__Objective__. Count the lines in the records below that contain the string "light", matching case exactly, and give only the number.

● ● ●

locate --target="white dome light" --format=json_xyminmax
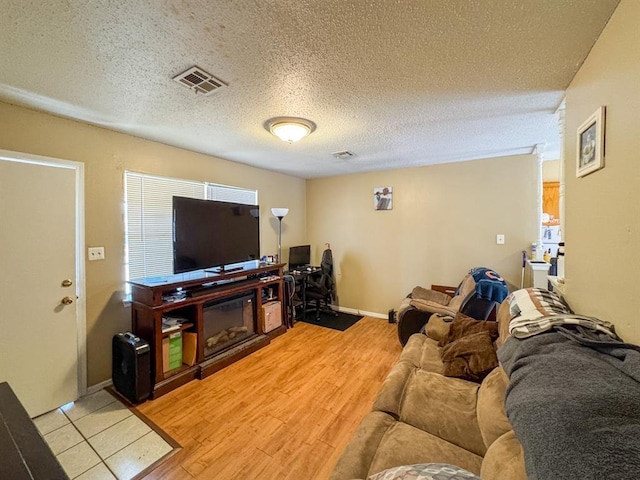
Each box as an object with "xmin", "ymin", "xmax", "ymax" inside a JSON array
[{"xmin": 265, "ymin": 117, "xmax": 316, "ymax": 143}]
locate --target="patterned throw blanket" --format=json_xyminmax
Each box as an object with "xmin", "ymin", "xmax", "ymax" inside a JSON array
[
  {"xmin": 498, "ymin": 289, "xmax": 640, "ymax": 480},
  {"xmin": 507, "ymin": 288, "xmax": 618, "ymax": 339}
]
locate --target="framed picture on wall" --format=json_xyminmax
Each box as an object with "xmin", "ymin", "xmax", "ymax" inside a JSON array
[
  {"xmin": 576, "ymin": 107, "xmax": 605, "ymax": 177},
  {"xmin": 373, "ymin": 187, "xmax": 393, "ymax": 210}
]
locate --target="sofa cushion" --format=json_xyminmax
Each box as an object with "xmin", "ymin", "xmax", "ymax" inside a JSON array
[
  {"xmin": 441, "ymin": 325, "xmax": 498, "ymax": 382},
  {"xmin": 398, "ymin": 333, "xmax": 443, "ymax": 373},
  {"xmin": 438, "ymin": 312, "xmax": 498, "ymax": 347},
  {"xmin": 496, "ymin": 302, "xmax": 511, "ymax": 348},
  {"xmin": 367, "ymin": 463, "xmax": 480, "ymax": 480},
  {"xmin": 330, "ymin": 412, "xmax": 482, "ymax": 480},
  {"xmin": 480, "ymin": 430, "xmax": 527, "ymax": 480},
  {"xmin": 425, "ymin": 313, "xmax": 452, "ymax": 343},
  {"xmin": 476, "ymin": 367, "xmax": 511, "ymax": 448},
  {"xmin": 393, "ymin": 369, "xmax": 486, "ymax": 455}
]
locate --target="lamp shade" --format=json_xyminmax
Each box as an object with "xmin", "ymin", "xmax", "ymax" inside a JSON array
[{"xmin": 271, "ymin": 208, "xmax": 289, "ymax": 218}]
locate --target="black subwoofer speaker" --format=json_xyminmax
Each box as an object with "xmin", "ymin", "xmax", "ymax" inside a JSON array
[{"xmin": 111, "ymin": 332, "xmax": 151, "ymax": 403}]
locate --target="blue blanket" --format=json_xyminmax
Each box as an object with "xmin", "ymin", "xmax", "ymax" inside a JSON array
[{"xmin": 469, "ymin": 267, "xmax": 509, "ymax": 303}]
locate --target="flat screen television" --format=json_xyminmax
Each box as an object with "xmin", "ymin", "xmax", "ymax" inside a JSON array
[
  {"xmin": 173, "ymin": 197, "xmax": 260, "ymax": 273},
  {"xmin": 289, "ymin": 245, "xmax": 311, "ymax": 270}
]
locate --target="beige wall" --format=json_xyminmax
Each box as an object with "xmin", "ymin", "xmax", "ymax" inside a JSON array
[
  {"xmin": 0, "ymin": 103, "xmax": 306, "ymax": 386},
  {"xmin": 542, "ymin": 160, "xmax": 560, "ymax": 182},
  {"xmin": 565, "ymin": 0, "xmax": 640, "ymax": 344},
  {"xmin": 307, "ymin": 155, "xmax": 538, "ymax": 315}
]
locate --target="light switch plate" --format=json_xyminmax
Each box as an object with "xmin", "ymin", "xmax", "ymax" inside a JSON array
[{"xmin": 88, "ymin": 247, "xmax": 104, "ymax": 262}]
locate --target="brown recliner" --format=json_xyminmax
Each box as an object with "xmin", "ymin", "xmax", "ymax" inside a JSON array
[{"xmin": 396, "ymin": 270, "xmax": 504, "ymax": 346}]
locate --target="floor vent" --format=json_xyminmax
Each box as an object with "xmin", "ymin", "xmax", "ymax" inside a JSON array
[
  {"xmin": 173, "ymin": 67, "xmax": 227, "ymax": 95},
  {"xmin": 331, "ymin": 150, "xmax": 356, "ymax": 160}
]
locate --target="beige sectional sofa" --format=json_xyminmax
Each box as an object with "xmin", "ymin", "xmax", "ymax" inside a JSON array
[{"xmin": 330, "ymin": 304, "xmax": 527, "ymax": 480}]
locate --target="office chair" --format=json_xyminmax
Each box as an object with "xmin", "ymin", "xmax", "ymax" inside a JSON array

● ● ●

__Final result__. 2